*** RECORD SET ***
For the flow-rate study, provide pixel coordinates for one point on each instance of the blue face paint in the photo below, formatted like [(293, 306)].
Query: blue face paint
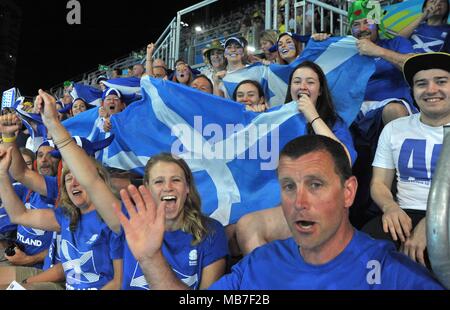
[(238, 50), (291, 46)]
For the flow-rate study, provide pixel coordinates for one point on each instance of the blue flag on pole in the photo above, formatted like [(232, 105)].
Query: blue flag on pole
[(232, 152), (347, 74), (91, 95), (127, 86)]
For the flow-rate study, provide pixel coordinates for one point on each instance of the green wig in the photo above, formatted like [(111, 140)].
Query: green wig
[(360, 9)]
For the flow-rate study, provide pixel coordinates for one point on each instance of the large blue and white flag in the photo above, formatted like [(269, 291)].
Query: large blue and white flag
[(84, 124), (89, 125), (232, 152), (8, 98), (347, 74), (127, 86), (91, 95)]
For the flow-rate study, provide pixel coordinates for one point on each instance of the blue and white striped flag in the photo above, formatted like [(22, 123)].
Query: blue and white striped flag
[(232, 152), (347, 74), (89, 125), (91, 95), (127, 86)]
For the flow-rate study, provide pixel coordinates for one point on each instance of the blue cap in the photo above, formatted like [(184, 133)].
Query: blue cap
[(297, 37), (66, 108), (111, 91), (89, 147), (237, 40)]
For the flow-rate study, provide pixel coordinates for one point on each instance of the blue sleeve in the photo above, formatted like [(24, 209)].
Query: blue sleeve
[(233, 280), (215, 245), (400, 45), (20, 190), (400, 272), (341, 131), (52, 187), (116, 244), (59, 215)]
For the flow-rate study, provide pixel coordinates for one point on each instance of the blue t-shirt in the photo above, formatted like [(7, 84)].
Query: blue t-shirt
[(87, 254), (426, 38), (342, 132), (387, 81), (35, 241), (187, 261), (5, 222), (364, 264), (54, 252)]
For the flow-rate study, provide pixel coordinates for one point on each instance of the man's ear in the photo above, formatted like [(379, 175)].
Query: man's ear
[(350, 187)]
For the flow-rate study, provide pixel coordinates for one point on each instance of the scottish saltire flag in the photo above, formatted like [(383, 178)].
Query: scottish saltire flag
[(127, 86), (8, 98), (256, 72), (84, 124), (89, 125), (347, 74), (233, 153), (91, 95)]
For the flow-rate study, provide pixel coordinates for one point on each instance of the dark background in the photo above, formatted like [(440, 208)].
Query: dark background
[(51, 51)]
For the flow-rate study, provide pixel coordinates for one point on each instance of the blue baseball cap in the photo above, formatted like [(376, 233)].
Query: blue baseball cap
[(111, 91)]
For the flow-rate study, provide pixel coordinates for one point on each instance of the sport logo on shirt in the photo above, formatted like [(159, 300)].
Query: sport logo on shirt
[(374, 274), (193, 258)]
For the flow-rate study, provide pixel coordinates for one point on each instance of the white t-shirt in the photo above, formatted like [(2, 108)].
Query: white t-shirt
[(412, 149)]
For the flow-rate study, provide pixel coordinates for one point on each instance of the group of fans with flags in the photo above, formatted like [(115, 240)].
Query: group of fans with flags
[(139, 182)]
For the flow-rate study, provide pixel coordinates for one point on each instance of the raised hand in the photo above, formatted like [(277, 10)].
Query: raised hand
[(368, 48), (46, 106), (397, 223), (415, 245), (5, 162), (150, 49), (144, 229), (258, 107), (306, 106), (10, 123), (107, 126)]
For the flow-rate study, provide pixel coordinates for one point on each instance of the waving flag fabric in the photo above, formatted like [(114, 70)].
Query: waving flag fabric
[(347, 74), (233, 153), (127, 86)]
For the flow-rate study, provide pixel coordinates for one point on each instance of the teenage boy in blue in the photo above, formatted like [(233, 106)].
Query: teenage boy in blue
[(195, 246), (91, 254), (325, 252), (35, 242)]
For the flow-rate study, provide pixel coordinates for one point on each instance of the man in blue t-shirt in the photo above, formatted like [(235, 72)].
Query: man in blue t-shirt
[(325, 252), (387, 95)]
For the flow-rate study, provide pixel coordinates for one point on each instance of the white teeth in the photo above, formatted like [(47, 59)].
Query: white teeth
[(432, 99), (168, 198)]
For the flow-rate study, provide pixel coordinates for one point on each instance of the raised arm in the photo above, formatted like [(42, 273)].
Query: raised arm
[(308, 109), (79, 163), (144, 230), (9, 126), (395, 220), (149, 60), (428, 11), (368, 48), (41, 218)]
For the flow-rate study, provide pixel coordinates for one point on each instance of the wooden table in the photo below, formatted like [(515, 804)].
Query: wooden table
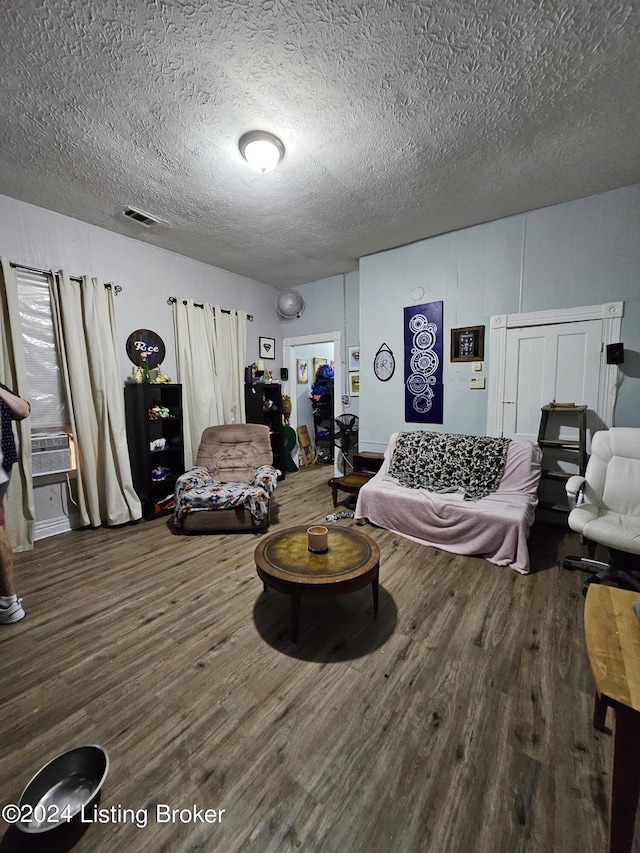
[(613, 643), (284, 563)]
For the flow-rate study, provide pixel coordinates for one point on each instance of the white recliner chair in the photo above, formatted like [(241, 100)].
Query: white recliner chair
[(607, 507)]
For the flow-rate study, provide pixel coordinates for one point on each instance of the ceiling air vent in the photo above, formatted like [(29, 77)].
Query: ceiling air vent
[(140, 216)]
***
WHAT YOU ARE ASKED TO DO: Where pictures sit among the data above, omit them, and output the rest exactly.

REPLY TO THE EXERCISE:
For the flow-rate study, provide pixel coordinates for one point on each instance of the blue face paint in the photo below, formatted like [(293, 306)].
Query: blue face paint
[(238, 50), (291, 46)]
For the flow-rate study, provide pixel coordinates for one point on each instance of the blue flag on pole in the photo above, formatted like [(232, 105)].
Query: blue flag on pole
[(232, 152), (347, 74), (91, 95), (127, 86)]
For the flow-rate study, provide pixel coordinates for one point on each instance of the green wig in the photo above, formatted like [(111, 140)].
Query: green wig
[(360, 9)]
For the flow-rate study, provide pixel coordinates for one point on each instance of the large blue and white flag in the photo above, formatted like [(269, 291)].
Query: large blue and white flag
[(84, 124), (89, 125), (232, 152), (8, 98), (347, 74), (127, 86), (91, 95)]
For the flow-rate study, provide pixel coordinates for one point on each instance of the blue and white striped flag in the photo above, formatted like [(22, 123)].
Query: blue and white striped flag
[(232, 152), (347, 74), (89, 125), (91, 95), (127, 86)]
For the flow-rate study, provide pixel coordinates for one point on each instance of the blue cap in the photo above, formatted like [(184, 133)].
Query: blue cap
[(297, 37), (66, 108), (111, 91), (89, 147), (237, 40)]
For the flow-rate study, provide pixel coordinates for one point on each instance of the blue sleeve in the photo above, formatted like [(24, 209)].
Query: blue sleeve
[(233, 280), (215, 245), (400, 45), (20, 190), (400, 272), (341, 131), (52, 187), (116, 244), (59, 215)]
For the flow-rate study, provide pixel coordinates for one point on each instance of the blue t-shirt in the photo above, formatted like [(7, 84)].
Query: blue t-shirt
[(87, 254), (426, 38), (342, 132), (387, 81), (35, 241), (187, 261), (5, 222), (364, 264), (54, 252)]
For the flow-rate study, provide pixel coordinates for one point on each instance of the man's ear in the photo above, formatted like [(379, 175)].
Query: man's ear
[(350, 187)]
For the flow-rate study, provide pixel coordinates for one point on each instance of the scottish saltire flag in the photo above, formatted like [(383, 178)].
Query: scottish saltire flag
[(127, 86), (8, 98), (256, 72), (84, 124), (89, 125), (347, 74), (233, 153), (91, 95)]
For the flow-rate study, provide pixel coordinates for one point on each instance of the dark background in the photo above, formatted like [(440, 208)].
Query: dark background
[(51, 51)]
For the flow-rate study, provide pixel coordinates for one point on each instance of the blue baseball cap in the photo above, formatted like [(376, 233)].
Query: blue baseball cap
[(111, 91)]
For the flow-rate study, provide pixel coordinates for one point on each instance of the sport logo on shirt in the photo above, formatted like [(159, 300)].
Query: sport logo on shirt
[(374, 274), (193, 258)]
For the flow-rate study, provide pixel coordinates for one point on each instance of the white t-shirt in the photo above, formatted like [(2, 108)].
Query: white t-shirt
[(412, 149)]
For the flow-rate study, provide pixel coordinates for one point on each instance of the group of fans with flags in the photo above, formatted like [(115, 240)].
Query: group of fans with flags
[(139, 182)]
For the flow-rate study, provide pixel coordinates for one point on each instance of the raised hand in the photo above, formatted like [(277, 10)].
Query: raised hand
[(368, 48), (46, 106), (397, 223), (415, 245), (5, 162), (150, 49), (144, 229), (258, 107), (306, 106), (10, 123), (107, 126)]
For the flow-rate study, provide pixel coordinates for one point on each instance of the waving flag fabric in the photo above, formatted like [(114, 70)].
Query: waving flag fabric
[(347, 74), (233, 153), (127, 86)]
For the flow-rate study, provide pixel coordinates for one point on each instance of the teenage boy in blue in the photo above, formatted like [(233, 106)].
Query: teenage boy in blue
[(195, 246), (91, 254), (325, 252), (35, 242)]
For the flow-rate study, provide pixel coordinates for one point on each instance of the man in blue t-shirt in the photo above, formatted like [(235, 72)].
Query: man in blue t-shirt
[(325, 252), (387, 95)]
For the flow-rate study, provide pixel coordinates for one point on each instance of the white teeth in the photo above, formatted like [(47, 59)].
Query: white teeth
[(432, 99), (168, 198)]
For the flow-rate study, provide pixel coordinates for one point on each instance of the raised arm in the photo above, formatted like [(42, 273)].
Query: raised arm
[(308, 109), (79, 163), (144, 230), (9, 126), (395, 220), (149, 60), (428, 11), (368, 48), (41, 218)]
For the flow-rate study, provide pixel coordinates for one point on each instance of the wooden table in the photo below, formatted like [(515, 804)].
Query: wooden table
[(613, 643), (284, 563)]
For the flow-rate study, provide pixel coordinates for one point on each instance of the white recliner chair in the photo above, formatted like [(241, 100)].
Query: white recliner chair
[(607, 507)]
For the flow-rate study, provide pixel coordinates for one point on each instance of the ceiling air vent in the photo above, formatted like [(29, 77)].
Query: ceiling air vent
[(140, 216)]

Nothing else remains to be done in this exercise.